## START Exercise materials

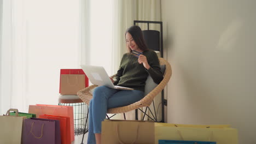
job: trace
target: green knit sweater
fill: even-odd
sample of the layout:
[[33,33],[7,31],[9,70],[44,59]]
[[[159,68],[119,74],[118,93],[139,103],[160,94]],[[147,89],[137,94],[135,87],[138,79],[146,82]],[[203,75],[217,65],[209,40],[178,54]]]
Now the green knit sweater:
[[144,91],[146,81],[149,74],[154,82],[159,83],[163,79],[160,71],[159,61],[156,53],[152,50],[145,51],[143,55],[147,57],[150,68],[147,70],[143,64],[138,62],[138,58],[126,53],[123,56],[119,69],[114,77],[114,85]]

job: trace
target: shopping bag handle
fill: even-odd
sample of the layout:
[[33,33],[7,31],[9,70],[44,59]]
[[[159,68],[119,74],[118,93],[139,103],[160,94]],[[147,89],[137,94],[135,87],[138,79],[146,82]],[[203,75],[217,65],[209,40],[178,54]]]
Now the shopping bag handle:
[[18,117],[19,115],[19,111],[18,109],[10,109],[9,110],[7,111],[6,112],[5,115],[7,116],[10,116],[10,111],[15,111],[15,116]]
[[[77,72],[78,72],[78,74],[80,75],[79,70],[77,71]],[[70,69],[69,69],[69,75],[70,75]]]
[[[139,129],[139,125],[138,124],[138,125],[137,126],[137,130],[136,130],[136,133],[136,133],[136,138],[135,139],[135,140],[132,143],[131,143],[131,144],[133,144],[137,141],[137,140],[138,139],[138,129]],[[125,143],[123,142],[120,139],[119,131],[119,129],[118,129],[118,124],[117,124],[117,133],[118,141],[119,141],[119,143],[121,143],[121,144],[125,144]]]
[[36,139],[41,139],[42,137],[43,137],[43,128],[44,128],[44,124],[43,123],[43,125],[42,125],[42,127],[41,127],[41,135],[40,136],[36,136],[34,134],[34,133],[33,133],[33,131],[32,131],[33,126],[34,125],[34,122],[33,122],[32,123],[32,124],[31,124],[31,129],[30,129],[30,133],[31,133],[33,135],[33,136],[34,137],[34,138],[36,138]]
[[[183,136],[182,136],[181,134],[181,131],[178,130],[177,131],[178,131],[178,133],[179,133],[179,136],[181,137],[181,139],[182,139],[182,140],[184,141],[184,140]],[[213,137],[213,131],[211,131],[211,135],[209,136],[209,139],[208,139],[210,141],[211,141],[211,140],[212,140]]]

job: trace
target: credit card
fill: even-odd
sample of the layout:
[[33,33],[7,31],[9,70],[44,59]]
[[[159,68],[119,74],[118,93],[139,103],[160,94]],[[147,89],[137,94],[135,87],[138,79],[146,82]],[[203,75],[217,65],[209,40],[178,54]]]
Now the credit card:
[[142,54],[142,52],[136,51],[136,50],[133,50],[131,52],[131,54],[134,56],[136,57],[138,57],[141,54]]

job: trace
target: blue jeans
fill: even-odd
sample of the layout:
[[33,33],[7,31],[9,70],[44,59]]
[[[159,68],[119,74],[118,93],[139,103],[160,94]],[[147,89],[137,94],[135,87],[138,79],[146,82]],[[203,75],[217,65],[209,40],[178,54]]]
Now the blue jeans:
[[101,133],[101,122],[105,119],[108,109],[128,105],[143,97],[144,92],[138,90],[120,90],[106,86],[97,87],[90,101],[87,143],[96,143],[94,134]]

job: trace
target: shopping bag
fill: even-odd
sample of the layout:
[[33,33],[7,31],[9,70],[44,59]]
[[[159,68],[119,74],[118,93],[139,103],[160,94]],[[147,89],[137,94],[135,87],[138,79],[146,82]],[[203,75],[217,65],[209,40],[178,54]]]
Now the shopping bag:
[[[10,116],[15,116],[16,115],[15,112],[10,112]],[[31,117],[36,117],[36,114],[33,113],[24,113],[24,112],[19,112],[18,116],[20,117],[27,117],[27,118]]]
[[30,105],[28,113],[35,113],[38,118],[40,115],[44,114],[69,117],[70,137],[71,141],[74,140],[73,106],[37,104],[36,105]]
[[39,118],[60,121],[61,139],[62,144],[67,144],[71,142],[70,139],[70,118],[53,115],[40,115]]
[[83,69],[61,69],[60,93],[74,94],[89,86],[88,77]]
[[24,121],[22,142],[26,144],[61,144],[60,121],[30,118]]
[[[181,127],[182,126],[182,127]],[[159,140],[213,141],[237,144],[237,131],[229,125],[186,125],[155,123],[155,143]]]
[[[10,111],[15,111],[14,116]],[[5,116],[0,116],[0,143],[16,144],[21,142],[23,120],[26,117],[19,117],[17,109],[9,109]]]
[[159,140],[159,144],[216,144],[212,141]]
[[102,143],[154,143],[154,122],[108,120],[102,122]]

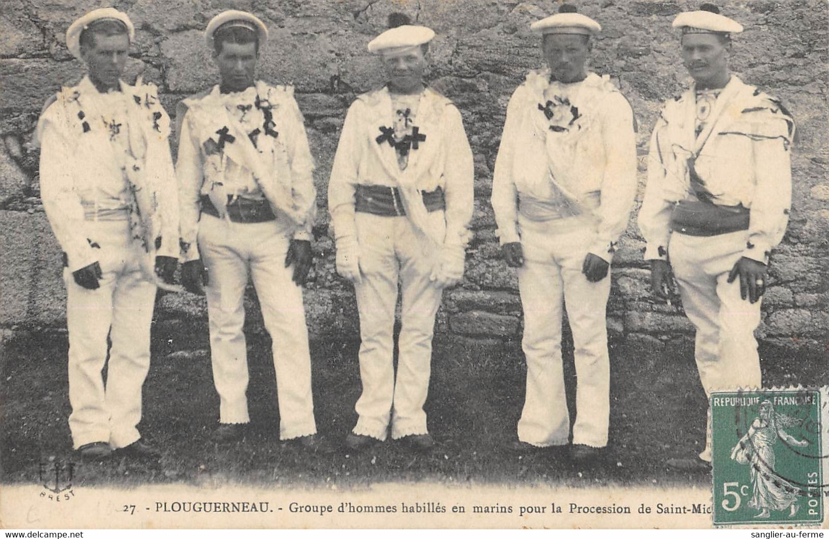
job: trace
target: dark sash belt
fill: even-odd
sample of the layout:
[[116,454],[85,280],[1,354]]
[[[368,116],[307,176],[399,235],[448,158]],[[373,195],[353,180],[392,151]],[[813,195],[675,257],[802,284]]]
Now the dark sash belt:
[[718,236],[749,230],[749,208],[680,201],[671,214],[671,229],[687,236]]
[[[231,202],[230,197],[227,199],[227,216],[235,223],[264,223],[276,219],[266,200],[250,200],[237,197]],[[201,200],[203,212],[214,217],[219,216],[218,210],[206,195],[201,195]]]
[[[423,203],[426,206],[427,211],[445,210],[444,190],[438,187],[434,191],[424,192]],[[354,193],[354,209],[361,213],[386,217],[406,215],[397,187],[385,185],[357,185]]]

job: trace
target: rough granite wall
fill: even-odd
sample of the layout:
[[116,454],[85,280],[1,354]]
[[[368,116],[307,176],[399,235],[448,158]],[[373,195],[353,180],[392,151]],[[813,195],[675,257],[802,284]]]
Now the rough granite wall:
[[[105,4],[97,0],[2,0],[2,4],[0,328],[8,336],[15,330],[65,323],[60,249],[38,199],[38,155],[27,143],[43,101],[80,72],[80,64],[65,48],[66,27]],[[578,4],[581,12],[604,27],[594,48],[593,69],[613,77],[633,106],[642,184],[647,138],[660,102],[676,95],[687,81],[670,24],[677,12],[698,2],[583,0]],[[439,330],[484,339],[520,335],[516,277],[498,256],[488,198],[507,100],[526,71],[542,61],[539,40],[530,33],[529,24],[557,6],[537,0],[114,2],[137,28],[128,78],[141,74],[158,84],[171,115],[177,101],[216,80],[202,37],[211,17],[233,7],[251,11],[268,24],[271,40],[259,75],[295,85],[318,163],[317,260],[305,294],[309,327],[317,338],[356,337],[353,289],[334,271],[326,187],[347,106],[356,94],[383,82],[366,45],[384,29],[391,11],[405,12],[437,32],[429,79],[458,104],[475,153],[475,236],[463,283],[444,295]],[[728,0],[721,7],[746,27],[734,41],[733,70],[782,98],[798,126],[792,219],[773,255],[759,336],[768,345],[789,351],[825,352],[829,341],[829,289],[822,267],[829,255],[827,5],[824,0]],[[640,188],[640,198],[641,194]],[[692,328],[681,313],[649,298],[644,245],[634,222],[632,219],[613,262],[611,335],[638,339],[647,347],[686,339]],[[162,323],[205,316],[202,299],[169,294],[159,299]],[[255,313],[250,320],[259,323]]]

## END Exercise materials
## START Exercise materials

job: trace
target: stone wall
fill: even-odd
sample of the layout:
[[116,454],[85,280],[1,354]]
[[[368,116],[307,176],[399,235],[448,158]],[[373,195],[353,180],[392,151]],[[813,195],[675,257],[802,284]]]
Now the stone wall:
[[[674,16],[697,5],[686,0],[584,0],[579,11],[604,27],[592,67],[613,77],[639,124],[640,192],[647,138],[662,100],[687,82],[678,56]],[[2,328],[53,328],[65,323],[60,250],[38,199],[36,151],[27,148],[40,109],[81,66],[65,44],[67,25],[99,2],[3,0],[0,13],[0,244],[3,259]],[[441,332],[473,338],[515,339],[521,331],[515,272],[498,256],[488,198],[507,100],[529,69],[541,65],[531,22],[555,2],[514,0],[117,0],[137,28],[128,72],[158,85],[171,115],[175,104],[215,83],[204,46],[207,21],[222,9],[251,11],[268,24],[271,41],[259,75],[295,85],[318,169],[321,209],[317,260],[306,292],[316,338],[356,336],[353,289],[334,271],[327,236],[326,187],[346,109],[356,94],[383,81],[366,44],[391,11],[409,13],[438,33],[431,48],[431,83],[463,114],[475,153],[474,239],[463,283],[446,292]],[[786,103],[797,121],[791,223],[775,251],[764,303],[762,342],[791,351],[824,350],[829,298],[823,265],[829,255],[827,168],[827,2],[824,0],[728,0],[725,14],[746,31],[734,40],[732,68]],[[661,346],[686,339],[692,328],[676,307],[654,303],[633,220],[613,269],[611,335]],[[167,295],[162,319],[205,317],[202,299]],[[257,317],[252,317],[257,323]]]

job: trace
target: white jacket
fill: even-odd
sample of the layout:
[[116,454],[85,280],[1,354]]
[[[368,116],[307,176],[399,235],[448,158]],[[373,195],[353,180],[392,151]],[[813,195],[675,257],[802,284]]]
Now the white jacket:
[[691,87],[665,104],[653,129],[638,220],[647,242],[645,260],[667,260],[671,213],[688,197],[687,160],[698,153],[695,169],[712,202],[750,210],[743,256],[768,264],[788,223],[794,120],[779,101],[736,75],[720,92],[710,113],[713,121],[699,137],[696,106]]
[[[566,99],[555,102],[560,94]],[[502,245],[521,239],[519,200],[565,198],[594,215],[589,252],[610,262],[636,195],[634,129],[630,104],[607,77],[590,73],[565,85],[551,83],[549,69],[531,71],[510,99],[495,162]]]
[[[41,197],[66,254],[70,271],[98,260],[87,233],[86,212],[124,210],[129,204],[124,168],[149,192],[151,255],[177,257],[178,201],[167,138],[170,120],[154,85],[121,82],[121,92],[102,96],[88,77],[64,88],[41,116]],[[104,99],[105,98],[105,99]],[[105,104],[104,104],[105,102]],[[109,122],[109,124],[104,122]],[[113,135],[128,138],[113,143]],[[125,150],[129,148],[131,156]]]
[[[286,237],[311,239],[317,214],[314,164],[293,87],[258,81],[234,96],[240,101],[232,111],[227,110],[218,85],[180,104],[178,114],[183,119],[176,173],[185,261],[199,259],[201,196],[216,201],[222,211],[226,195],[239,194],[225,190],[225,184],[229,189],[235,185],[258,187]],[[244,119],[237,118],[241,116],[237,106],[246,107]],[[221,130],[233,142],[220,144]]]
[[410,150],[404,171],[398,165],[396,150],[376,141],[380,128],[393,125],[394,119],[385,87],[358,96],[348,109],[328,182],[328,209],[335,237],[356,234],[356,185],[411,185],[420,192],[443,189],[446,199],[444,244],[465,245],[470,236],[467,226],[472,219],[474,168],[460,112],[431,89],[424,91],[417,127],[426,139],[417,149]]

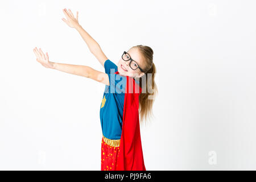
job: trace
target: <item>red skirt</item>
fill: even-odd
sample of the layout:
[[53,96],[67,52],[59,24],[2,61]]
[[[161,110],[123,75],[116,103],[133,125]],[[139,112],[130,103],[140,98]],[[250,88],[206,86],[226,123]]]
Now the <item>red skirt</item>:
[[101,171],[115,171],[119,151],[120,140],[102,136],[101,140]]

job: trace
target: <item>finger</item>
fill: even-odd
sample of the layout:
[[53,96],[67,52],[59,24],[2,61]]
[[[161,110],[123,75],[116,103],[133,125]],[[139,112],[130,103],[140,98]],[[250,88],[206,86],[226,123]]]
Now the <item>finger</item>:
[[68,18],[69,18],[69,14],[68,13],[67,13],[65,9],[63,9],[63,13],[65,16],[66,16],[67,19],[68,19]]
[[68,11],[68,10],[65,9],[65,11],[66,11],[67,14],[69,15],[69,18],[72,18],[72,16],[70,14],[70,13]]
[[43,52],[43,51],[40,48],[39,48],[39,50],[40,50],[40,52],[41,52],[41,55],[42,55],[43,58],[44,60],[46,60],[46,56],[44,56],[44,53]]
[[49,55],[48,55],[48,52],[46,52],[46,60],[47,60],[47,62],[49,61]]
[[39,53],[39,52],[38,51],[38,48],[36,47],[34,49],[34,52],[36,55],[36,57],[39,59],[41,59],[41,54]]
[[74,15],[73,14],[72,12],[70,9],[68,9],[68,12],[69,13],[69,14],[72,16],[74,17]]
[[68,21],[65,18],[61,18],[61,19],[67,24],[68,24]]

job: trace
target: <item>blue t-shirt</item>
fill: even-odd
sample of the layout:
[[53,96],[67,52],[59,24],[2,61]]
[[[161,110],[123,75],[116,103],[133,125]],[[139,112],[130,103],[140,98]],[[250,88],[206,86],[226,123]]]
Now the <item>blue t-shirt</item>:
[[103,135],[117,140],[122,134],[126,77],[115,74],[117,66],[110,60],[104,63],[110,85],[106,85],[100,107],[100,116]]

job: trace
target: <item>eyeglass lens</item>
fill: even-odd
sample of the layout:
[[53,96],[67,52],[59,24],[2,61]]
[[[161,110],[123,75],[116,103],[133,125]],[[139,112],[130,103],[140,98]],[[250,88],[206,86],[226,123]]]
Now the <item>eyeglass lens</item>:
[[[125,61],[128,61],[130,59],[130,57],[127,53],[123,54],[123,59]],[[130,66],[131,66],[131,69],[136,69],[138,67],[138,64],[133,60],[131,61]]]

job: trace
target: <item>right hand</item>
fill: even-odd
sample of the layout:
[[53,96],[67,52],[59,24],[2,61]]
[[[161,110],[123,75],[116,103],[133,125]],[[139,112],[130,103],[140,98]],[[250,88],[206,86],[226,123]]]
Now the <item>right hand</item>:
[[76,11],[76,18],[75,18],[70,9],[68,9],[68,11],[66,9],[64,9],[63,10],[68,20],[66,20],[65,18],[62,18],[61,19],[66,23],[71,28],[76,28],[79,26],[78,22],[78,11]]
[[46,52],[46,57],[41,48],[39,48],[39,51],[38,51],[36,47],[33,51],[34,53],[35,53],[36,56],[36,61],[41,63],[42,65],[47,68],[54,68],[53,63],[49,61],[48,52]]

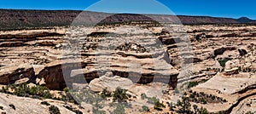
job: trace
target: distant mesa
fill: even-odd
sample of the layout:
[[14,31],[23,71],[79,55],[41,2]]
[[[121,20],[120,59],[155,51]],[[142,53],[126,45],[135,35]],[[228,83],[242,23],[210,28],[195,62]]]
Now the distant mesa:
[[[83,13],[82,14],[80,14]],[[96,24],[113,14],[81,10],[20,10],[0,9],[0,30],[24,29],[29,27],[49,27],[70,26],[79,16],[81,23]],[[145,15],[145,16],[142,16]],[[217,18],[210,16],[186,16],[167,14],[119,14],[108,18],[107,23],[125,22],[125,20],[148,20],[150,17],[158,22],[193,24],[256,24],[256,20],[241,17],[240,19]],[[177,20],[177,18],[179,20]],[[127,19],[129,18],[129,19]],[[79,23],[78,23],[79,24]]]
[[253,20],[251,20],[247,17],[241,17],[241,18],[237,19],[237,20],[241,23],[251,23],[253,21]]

## END Exercise materials

- _Problem to work on_:
How many lines of the records above contain the word "sweater"? Reply with the number only.

- _Response to the exercise_:
2